**Problem details:** Convert the lines of the items below into a numbered list, omitting blank lines and leaving out the pictures.

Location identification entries
++++
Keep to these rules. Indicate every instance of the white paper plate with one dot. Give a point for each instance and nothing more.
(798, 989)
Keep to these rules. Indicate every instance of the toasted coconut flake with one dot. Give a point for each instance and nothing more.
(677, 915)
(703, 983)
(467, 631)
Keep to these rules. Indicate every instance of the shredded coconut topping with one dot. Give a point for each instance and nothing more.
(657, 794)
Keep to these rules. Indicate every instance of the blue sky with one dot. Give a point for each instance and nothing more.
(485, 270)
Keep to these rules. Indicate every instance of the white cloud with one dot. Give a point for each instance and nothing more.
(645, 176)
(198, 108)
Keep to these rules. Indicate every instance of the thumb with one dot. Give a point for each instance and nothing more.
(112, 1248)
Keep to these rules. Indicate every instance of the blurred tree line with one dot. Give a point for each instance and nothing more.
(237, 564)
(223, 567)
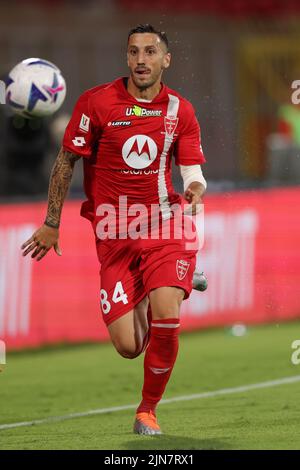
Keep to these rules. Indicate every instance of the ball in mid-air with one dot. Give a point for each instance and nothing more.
(35, 88)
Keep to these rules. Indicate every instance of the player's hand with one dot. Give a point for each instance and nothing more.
(193, 195)
(41, 242)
++++
**Exercise result:**
1. Keep to these rules. Indicate every instance of the white paper plate with one dot. Give a point for each instance and nothing more.
2. (798, 989)
3. Keep to these rules. Indicate every instance of the toasted coconut flake with one dot. Give a point for each instance and nothing more.
4. (677, 915)
5. (703, 983)
6. (467, 631)
7. Keep to these rules. Indicate every instance of the shredded coconut topping with one dot. Give a point for each instance and nothing more.
8. (657, 794)
9. Keep to these rules. Indicate every instance of the blue sky with one dot. Give a point for each instance and nothing more.
10. (485, 270)
11. Keep to these rules. Indicate every instance of the white cloud with one dot. Give a point for each instance and nothing more.
12. (645, 176)
13. (198, 108)
14. Keep to these rules. Indicate every instance of the thumb with one dot. Give a point for each instance and nothing more.
15. (112, 1248)
16. Keep to these rules. Indicate every instance of the blurred tree line with one dot. Give a point for each instance and nothing more.
17. (237, 564)
18. (223, 567)
19. Keep to these rules. Indicate every instance of the ball in mid-air with one dot. Give a point for each instance and nothing more.
20. (35, 88)
21. Keep to these rules. Indicate every instance of the player's hand with one dot. Give a point for each instance and nothing more.
22. (193, 195)
23. (41, 242)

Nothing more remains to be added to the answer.